▶ Aim of the exercise: Here are records with pictures in them. Copy all of them exactly and leave the pictures out.

_ _ _ _ _

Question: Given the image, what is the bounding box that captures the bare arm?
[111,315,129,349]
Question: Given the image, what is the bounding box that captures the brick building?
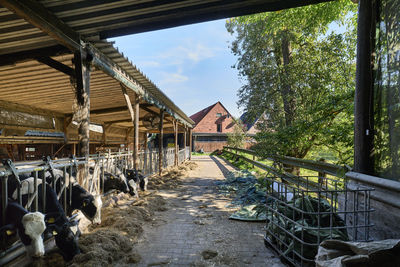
[190,101,235,152]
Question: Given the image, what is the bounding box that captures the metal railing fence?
[0,147,189,262]
[224,146,350,178]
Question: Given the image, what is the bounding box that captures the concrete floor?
[136,156,285,266]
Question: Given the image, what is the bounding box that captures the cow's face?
[80,195,97,221]
[55,222,80,262]
[128,180,139,197]
[21,212,46,257]
[92,195,103,224]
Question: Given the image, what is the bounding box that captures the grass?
[192,152,211,156]
[218,152,338,187]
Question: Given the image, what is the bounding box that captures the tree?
[228,120,246,148]
[226,1,356,172]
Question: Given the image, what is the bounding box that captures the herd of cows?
[0,164,147,261]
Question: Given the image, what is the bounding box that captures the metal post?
[133,95,139,170]
[142,132,148,174]
[73,48,92,189]
[189,129,193,160]
[174,120,179,166]
[354,0,376,174]
[158,109,164,175]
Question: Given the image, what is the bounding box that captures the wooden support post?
[102,123,111,145]
[183,126,187,149]
[158,109,164,176]
[133,95,140,170]
[142,132,149,174]
[354,0,375,174]
[174,120,179,166]
[63,116,72,144]
[121,83,139,169]
[189,129,193,160]
[73,48,92,187]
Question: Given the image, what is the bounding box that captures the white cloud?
[160,71,189,87]
[157,40,217,65]
[137,60,160,67]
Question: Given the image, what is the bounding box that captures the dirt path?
[135,156,284,266]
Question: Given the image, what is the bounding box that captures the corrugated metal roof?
[0,0,329,131]
[0,0,331,55]
[25,130,64,138]
[0,41,194,130]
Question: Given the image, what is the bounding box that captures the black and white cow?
[40,169,103,224]
[0,201,46,257]
[9,177,80,261]
[31,185,80,261]
[125,169,149,191]
[100,168,139,197]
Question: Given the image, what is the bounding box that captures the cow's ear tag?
[6,230,15,235]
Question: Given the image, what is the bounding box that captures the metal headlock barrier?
[0,147,190,266]
[223,147,374,266]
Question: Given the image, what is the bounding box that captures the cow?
[125,169,149,191]
[8,177,80,261]
[39,169,103,224]
[100,168,138,196]
[0,201,46,257]
[33,185,80,261]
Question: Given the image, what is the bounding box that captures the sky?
[109,20,242,117]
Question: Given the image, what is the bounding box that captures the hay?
[29,162,197,267]
[148,161,197,190]
[67,193,166,266]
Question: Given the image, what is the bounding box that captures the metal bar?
[42,170,46,213]
[1,176,8,228]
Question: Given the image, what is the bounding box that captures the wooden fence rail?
[224,146,350,178]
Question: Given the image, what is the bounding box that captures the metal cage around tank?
[264,176,373,266]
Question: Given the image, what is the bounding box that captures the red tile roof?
[190,102,219,125]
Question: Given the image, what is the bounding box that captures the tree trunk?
[281,30,295,126]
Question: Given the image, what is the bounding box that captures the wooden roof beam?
[0,45,71,66]
[36,57,75,77]
[90,103,158,116]
[0,0,81,51]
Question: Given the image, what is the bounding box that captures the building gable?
[190,102,235,134]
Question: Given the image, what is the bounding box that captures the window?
[373,0,400,181]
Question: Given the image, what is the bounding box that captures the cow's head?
[21,212,46,257]
[92,195,103,224]
[49,221,80,262]
[128,180,139,198]
[80,195,97,221]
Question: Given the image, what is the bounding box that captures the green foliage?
[228,120,246,148]
[227,1,356,166]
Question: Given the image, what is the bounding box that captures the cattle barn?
[0,0,358,265]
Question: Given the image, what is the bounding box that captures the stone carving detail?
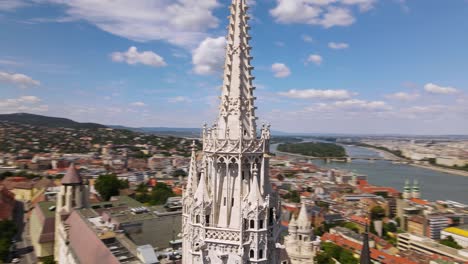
[182,0,280,264]
[206,229,240,241]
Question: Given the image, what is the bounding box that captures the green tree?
[383,222,397,233]
[314,252,335,264]
[338,249,359,264]
[440,236,463,249]
[149,183,175,205]
[94,174,128,201]
[0,220,17,263]
[172,169,188,177]
[343,222,359,233]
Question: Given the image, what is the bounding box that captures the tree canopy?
[94,174,128,201]
[0,220,17,263]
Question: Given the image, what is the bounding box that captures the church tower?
[182,0,280,264]
[403,180,413,199]
[412,180,421,199]
[285,203,320,264]
[54,163,89,263]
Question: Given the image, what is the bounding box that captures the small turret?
[412,180,421,199]
[359,225,372,264]
[403,179,412,199]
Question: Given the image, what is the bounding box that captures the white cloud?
[402,105,447,114]
[0,0,28,11]
[168,96,192,103]
[385,92,420,101]
[0,72,41,87]
[192,37,226,75]
[328,42,349,50]
[424,83,458,94]
[0,95,49,113]
[37,0,221,47]
[341,0,377,12]
[307,54,323,65]
[111,46,167,67]
[301,35,314,43]
[270,0,376,28]
[130,102,146,107]
[320,7,356,28]
[271,63,291,78]
[280,89,353,100]
[306,99,392,112]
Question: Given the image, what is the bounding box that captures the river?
[271,144,468,204]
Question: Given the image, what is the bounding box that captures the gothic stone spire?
[217,0,256,139]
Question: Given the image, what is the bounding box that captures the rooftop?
[444,225,468,238]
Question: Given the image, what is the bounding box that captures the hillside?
[0,113,106,129]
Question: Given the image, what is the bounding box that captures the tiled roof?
[62,163,83,184]
[444,227,468,238]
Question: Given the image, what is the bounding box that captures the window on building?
[268,208,274,225]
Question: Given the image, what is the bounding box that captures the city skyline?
[0,0,468,134]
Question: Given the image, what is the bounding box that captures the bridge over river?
[276,150,402,163]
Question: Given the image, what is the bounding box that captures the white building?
[54,163,89,264]
[285,203,320,264]
[182,0,280,264]
[441,226,468,248]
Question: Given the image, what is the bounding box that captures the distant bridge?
[277,151,401,163]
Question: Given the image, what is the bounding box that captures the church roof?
[62,163,83,185]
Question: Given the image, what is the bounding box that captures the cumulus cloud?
[385,92,420,101]
[306,99,392,112]
[341,0,377,12]
[270,0,376,28]
[271,63,291,78]
[130,102,146,107]
[301,34,314,43]
[424,83,458,94]
[192,37,226,75]
[307,54,323,65]
[328,42,349,50]
[111,46,167,67]
[32,0,221,47]
[280,89,353,100]
[0,71,41,87]
[0,95,49,113]
[168,96,192,103]
[320,7,356,28]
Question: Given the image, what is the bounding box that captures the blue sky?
[0,0,468,134]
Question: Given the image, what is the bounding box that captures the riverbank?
[409,163,468,177]
[357,146,468,177]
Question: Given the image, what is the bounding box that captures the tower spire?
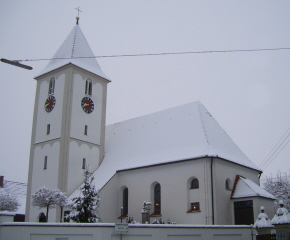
[76,7,83,25]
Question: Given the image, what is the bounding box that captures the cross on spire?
[76,7,83,25]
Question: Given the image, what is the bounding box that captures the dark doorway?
[234,200,254,225]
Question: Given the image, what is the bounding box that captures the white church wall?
[98,174,119,222]
[213,158,259,224]
[70,73,103,145]
[67,141,100,195]
[29,141,60,222]
[35,73,65,143]
[100,159,211,224]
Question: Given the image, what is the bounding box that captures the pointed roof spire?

_ _ _ _ _

▶ Expected output:
Question: Given the image, what is the bounding box that captures the bare arm?
[111,315,129,349]
Question: Given the image, what is the bounding box that captures the brick building?
[190,101,235,152]
Question: Given the image, what is the bounding box that captures the metal railing fence?
[0,147,189,262]
[224,146,350,178]
Question: Given the image, what is the bounding box that captures the concrete floor?
[136,156,285,266]
Question: Given the image, what is the bounding box that captures the cow's face?
[80,195,97,221]
[55,222,80,262]
[128,180,139,197]
[21,212,46,257]
[92,195,103,224]
Question: Given the image, what is the bounding box that captures the grass?
[192,152,211,156]
[218,152,338,187]
Question: Given the image, what is the bounding box that captures the tree?
[228,120,246,148]
[226,1,356,172]
Question: Given the image, what is the bounding box that captures the herd of cows?
[0,164,147,261]
Question: Given the image, what is the bounding box that captures the metal post?
[133,95,139,170]
[142,132,148,174]
[73,48,92,189]
[189,129,193,160]
[174,120,179,166]
[354,0,376,174]
[158,109,164,175]
Question: Given the image, what is the bounding box that captures the wooden support post?
[102,123,111,145]
[183,126,187,149]
[158,109,164,176]
[133,95,140,170]
[142,132,149,174]
[354,0,375,174]
[174,120,179,166]
[63,116,72,144]
[121,83,139,169]
[189,129,193,160]
[73,48,92,187]
Question: Given the image, what is the bounding box that captures the white cloud?
[160,71,189,87]
[157,40,217,65]
[137,60,160,67]
Question: Given the image, what is the bounding box that captures the dirt path?
[135,156,284,266]
Question: Given the image, what is the bounding box that captures the corrugated metal roof?
[0,0,329,131]
[0,0,331,55]
[25,130,64,138]
[0,41,194,130]
Question: Given the image, what is the bounding box that captures the black and white cow?
[40,169,103,224]
[0,201,46,257]
[9,177,80,261]
[31,185,80,261]
[125,169,149,191]
[100,168,139,197]
Question: Given the image, what is the bounding box that captures the cow's ear tag?
[6,230,15,235]
Question: Given the image, what is the bounding box that captures the metal headlock barrier?
[0,147,190,266]
[223,147,374,266]
Question: Given the image, what is the bounding box that captures the cow?
[125,169,149,191]
[8,177,80,261]
[39,169,103,224]
[100,168,138,196]
[0,201,46,257]
[33,185,80,261]
Question: Given the image, what is the bounding box that captures the sky?
[109,20,242,117]
Question: Given the image, what is the bounding box that captures the hay?
[29,162,197,267]
[148,161,197,190]
[67,193,166,266]
Question: Given the image, what is the bounding box that captures the metal bar?
[42,170,46,213]
[1,176,8,228]
Question: Given the image, what is the bounding box that captures the wooden fence rail?
[224,146,350,178]
Question: Given the image, what is the bounding box that captures the metal cage around tank?
[264,176,373,266]
Question: Given the image, what is the bounding box that captures the red tile roof?
[190,102,219,125]
Question: Given the image, what is the bounding box that captures the tree trunk?
[281,30,295,126]
Question: Given the image, what is the bounding box that captures the wooden roof beam?
[0,45,71,66]
[36,57,75,77]
[90,103,158,116]
[0,0,81,51]
Question: Given the image, what is the bounding box that captures the building gable?
[190,102,235,134]
Question: Given the image, what is the bounding box that captures the window?
[373,0,400,181]
Question: Given the image, what is the bounding box that captures the cow's head?
[21,212,46,257]
[92,195,103,224]
[49,221,80,262]
[128,180,139,198]
[80,195,97,221]
Question: Given the image, what is the bounding box that captures the green foliage?
[228,120,246,148]
[227,1,356,166]
Question: Given the image, what is the bounding box that captures the cattle barn?
[0,0,358,265]
Question: Given the image, what is the bounding box that captures the stone carving detail?
[182,0,280,264]
[206,229,240,241]
Question: Given the image, what is the bounding box that captures the green tree?
[383,222,397,233]
[314,252,335,264]
[338,249,359,264]
[440,236,463,249]
[149,183,175,205]
[94,174,128,201]
[0,220,17,263]
[172,169,188,177]
[343,222,359,233]
Question: Given the image, what is the bounding box that captures the tree canopy?
[94,174,128,201]
[0,220,17,263]
Question: Given the image, what is the bounding box that captures the church tower?
[182,0,280,264]
[403,180,413,199]
[412,180,421,199]
[285,203,320,264]
[54,163,89,263]
Question: Given the image, what is the bounding box that captures the small turret?
[412,180,421,199]
[359,225,372,264]
[403,179,412,199]
Question: Given the image, what is the bounding box that captures the white cloud?
[402,105,447,114]
[0,0,28,11]
[168,96,192,103]
[385,92,420,101]
[0,72,41,87]
[192,37,226,75]
[328,42,349,50]
[424,83,458,94]
[0,95,49,113]
[37,0,221,47]
[341,0,377,12]
[307,54,323,65]
[111,46,167,67]
[301,35,314,43]
[270,0,376,28]
[130,102,146,107]
[320,7,356,28]
[271,63,291,78]
[280,89,353,100]
[306,99,392,112]
Question: Given the image, what is the bounding box that captures the river?
[271,144,468,204]
Question: Given the image, what is the bounding box that captures the gothic stone spire?
[217,0,256,139]
Question: Given the image, what is the bounding box that captures the rooftop?
[444,225,468,238]
Question: Given the image, what is the bounding box that captures the hillside?
[0,113,106,129]
Question: Given the image, what is the bounding box that captures the tiled roof?
[62,163,83,184]
[444,227,468,238]
Question: Given the image, what is the bounding box that captures the window on building?
[268,208,274,225]
Question: Given the image, what is the bounding box that captures the city skyline?
[0,0,468,134]
Question: Given the image, what is the bounding box that captures the bridge over river?
[276,150,402,163]
Question: Given the image, what is the bounding box that captures the white building?
[54,163,89,264]
[285,203,320,264]
[182,0,280,264]
[441,226,468,248]
Question: Given the image, what is the bounding box that captures the distant bridge?
[277,151,401,163]
Question: Given the image, what is the bounding box that captures the church roof?
[62,163,83,185]
Question: Given the image, what is the bounding box that captures the cumulus cloud?
[385,92,420,101]
[306,99,392,112]
[341,0,377,12]
[270,0,376,28]
[271,63,291,78]
[130,102,146,107]
[301,34,314,43]
[424,83,458,94]
[192,37,226,75]
[307,54,323,65]
[328,42,349,50]
[111,46,167,67]
[32,0,221,47]
[280,89,353,100]
[0,71,41,87]
[0,95,49,113]
[168,96,192,103]
[320,7,356,28]
Question: Given the image, what is the bounding box that captures the blue sky?
[0,0,468,134]
Question: Given the image, what is the bounding box that captures the riverbank?
[409,163,468,177]
[357,146,468,177]
Question: Given the image, what is the bounding box that captures the tower spire?
[76,7,83,25]
Question: Given the image, what is the bounding box that captures the cross on spire?
[76,7,83,25]
Question: Given the image, what is the bounding box that captures the dark doorway?
[234,200,254,225]
Question: Given the image, what is the bounding box that captures the white church wall?
[98,174,119,222]
[213,158,259,224]
[70,73,103,145]
[67,141,100,195]
[29,141,60,222]
[35,73,65,143]
[100,159,211,224]
Question: Given the image, what is the bounding box that captures the pointed roof spire?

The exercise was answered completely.